Requirement 1: Could you retype every line of the named region outline listing exactly, leaving the pictures out of your answer?

InfluxDB provides several graph type visualizations to allow users to easily monitor their data. However, most of those graph types are only helpful if your data can be represented numerically. What if you want to track the health of your application, or visualize the status of your pods deployed in Kubernetes, over time? In both these cases, status is tracked over time using one of several discrete values, and can’t be plotted on an x/y chart.
In this post, we’ll walk you through our process of creating the mosaic graph type over the course of our summer internship. This graph is well-suited to tracking status over time.
What’s the problem?
The project started with a request by our teammate, Mark Rushakoff, for a graph type that plots the change in the value of a given category of data over time. The x-axis represents time and the y-axis represents the names of the different series of data. Lastly, the graph would have colored boxes, such that each color represented a certain value and the length of the box represented how long the value lasts. Mark provided us with the rough drawing (shown below) of what he imagined the graph would look like. In the drawing, the two sets of data are series1 and series 2, and the list of possible values is “foo”, “bar”, and “quux”. In the drawing, each value is assigned a color, and in our graph, those boxes would be colored in with that color. After meeting face-to-face with Mark to ensure the project was still valuable and clarify some specifics, we were off.
Why a mosaic graph?
The first question we had to ask ourselves was what this visualization should be called. The original request didn’t refer to the graph type by name, so we did some research. We considered graph types such as Gantt, timeline, and state but eventually settled on a mosaic graph. A mosaic graph visualizes data for two or more qualitative variables — in our case, series and value. We chose this graph type because even though our graph is a little more specialized than a mosaic, we wanted to make sure it fits all the requirements of whatever graph we chose. Also, unlike the other possibilities, mosaics are a common enough type of graph that people should recognize the name and have some idea of what it will be used for.
Our first attempt
The first time we tried to add our visualization type to Giraffe, our graph visualization library built using ReactJS, we struggled with understanding all the different variables and files, so we decided the simplest method would be to emulate the most similar existing graph types (histogram and heatmap) as closely as possible. As you might imagine, this wasn’t very successful. We weren’t able to get anything to visualize and didn’t understand the errors we were getting. We soon realized that we wouldn’t get anywhere with this strategy, so we took a step back and tried to figure out how everything worked together before adding our code.
Starting from scratch
The first thing we did was create a simple mosaic graph with the Canvas element to figure out what shape we would need the data to be in to draw our graph. While looking at the data other graphs were displaying in Giraffe, we saw that the data we received would contain multiple columns including time, value, series name, and potentially other data. Each row of data would have a timestamp and the value of the series at that exact time. For our graph, we would have to organize this data in terms of intervals. Since we wanted to display how long a value (ex. “foo”) lasted, we would need to know when “foo” became the value and when the value changed again. Therefore, we would need to create a table that stored the start and end times along with the value and series name for each interval.
After we had a better idea of what we were working towards, we started adding small amounts of code where we were sure we needed and built up mosaic to be similar to other graph types.
In our first iteration, we hard-coded the column names in our transform function to correspond to the sample data set we created. Thus, our transform function only worked with the sample data set we created. Then, once we were sure the graph looked like our target graph, we removed hard-coded values so that the graph would work with any incoming data set.

[Named region outline listing]

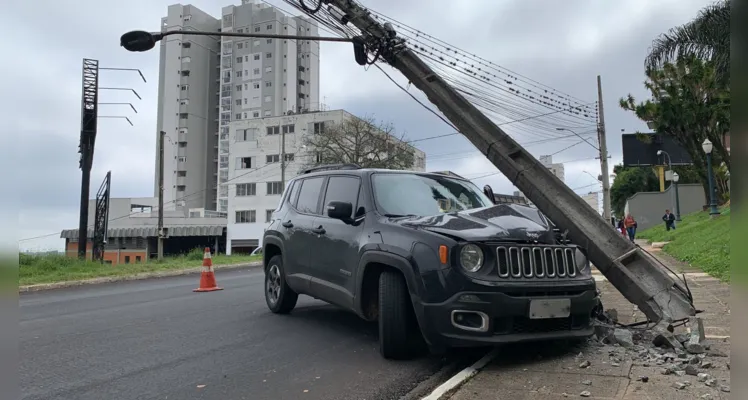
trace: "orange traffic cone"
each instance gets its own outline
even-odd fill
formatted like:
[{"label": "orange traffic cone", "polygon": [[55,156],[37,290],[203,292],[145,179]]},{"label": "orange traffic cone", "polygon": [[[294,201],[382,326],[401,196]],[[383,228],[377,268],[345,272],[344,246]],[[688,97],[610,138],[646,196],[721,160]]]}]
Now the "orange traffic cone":
[{"label": "orange traffic cone", "polygon": [[210,258],[210,248],[205,248],[205,254],[203,255],[203,268],[200,273],[200,287],[193,290],[193,292],[212,292],[215,290],[223,290],[216,286],[216,276],[213,273],[213,260]]}]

Requirement 2: Can you update the mosaic graph post, beginning at the words "After we had" and stopping after "incoming data set.", and give that part again with "sample data set" changed to "test data set" everywhere it occurs?

Worked solution 1:
trace: "orange traffic cone"
each instance gets its own outline
even-odd fill
formatted like:
[{"label": "orange traffic cone", "polygon": [[55,156],[37,290],[203,292],[145,179]]},{"label": "orange traffic cone", "polygon": [[[294,201],[382,326],[401,196]],[[383,228],[377,268],[345,272],[344,246]],[[688,97],[610,138],[646,196],[721,160]]]}]
Now the "orange traffic cone":
[{"label": "orange traffic cone", "polygon": [[210,258],[210,248],[205,248],[205,254],[203,255],[203,268],[200,273],[200,287],[193,290],[193,292],[212,292],[215,290],[223,290],[216,286],[216,276],[213,273],[213,260]]}]

Worked solution 2:
After we had a better idea of what we were working towards, we started adding small amounts of code where we were sure we needed and built up mosaic to be similar to other graph types.
In our first iteration, we hard-coded the column names in our transform function to correspond to the test data set we created. Thus, our transform function only worked with the test data set we created. Then, once we were sure the graph looked like our target graph, we removed hard-coded values so that the graph would work with any incoming data set.